- **Try it**
Whatever the records contain, reproduce all of them exactly.

** Opening Material for the task block **

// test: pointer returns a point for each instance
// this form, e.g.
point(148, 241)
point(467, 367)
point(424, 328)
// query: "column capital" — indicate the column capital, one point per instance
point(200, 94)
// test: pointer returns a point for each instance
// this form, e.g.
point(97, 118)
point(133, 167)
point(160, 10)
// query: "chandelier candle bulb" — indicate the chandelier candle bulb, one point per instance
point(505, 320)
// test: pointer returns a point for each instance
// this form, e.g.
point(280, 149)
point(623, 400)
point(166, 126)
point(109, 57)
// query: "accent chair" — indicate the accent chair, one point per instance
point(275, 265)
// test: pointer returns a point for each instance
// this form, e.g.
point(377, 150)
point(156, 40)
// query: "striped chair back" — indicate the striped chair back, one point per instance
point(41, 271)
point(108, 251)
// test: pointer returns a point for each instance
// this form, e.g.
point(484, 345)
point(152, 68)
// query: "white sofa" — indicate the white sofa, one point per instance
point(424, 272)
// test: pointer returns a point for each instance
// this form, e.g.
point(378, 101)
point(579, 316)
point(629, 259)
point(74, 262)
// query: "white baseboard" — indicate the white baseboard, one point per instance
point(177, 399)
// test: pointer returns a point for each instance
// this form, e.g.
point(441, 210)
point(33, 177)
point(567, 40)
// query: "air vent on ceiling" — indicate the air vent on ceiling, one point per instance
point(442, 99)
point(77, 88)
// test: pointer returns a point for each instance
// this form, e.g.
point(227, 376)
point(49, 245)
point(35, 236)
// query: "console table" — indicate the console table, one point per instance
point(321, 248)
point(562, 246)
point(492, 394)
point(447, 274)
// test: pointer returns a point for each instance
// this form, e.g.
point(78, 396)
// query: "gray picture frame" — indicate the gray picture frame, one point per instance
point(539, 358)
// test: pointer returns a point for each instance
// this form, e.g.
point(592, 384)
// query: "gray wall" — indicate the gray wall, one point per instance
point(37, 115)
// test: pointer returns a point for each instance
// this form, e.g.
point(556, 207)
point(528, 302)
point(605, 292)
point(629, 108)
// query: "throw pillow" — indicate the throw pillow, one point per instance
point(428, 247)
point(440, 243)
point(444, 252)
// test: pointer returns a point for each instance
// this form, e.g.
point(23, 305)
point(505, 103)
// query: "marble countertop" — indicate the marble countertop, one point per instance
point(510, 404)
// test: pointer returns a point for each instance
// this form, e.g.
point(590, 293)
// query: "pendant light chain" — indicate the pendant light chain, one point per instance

** Closing Material for the task block **

- **The completed task**
// test: pointer returns a point for each instance
// this form, e.g.
point(148, 241)
point(467, 367)
point(424, 328)
// query: "column capital" — indicate the column capital, one point per instance
point(200, 94)
// test: pointer returns a point for each instance
// this form, e.g.
point(97, 118)
point(133, 167)
point(160, 10)
// query: "chandelier candle bulb" — indicate the chandelier candle bulb, one point per instance
point(505, 320)
// test: pointer returns a point for each instance
// this form, e.g.
point(280, 149)
point(623, 400)
point(166, 126)
point(109, 57)
// query: "accent chair" — indicate the accent chair, one point per instance
point(275, 265)
// test: pointer returns a point for each instance
// this form, e.g.
point(377, 150)
point(156, 40)
// query: "striped chair back" — indicate the striped chair back, one point per instance
point(41, 271)
point(108, 251)
// test: pointer returns a point for each instance
// this form, e.g.
point(484, 345)
point(152, 68)
// query: "white sofa" — indicate the white sofa, one point per instance
point(424, 272)
// test: pointer returns a point for each instance
// this form, e.g.
point(378, 101)
point(579, 316)
point(629, 259)
point(74, 262)
// query: "white baseboard" — indicate the white baseboard, one point per instance
point(177, 399)
// test: pointer returns a point for each instance
// this form, e.g.
point(441, 210)
point(33, 177)
point(567, 40)
// query: "air vent on ceiling" — indicate the air vent on ceiling, one point per instance
point(442, 99)
point(77, 88)
// test: pointer returns a point for each instance
// this form, e.g.
point(227, 376)
point(49, 245)
point(35, 236)
// query: "console table" — indicate the console table, one point per instance
point(321, 248)
point(562, 246)
point(492, 394)
point(447, 274)
// test: pointer returns a point for each instance
// this form, e.g.
point(78, 396)
// query: "gray picture frame" — indicate the gray picture frame, one point per instance
point(539, 358)
// test: pointer returns a point for each instance
// this form, e.g.
point(592, 384)
// query: "gray wall" — indicate the gray wall, one point per instance
point(37, 115)
// test: pointer returns a point for each instance
// this form, e.g.
point(556, 207)
point(528, 302)
point(605, 292)
point(629, 108)
// query: "throw pillow" — indicate the throw pillow, one point per instance
point(428, 247)
point(440, 243)
point(444, 252)
// test: pointer returns a point for each instance
// this form, e.g.
point(23, 305)
point(505, 103)
// query: "marble countertop" — indicate the marble countertop, one point per instance
point(510, 404)
// test: pointer returns a point for each instance
// this form, e.g.
point(590, 293)
// query: "pendant light chain" — indicate the pendant light chain, one point per instance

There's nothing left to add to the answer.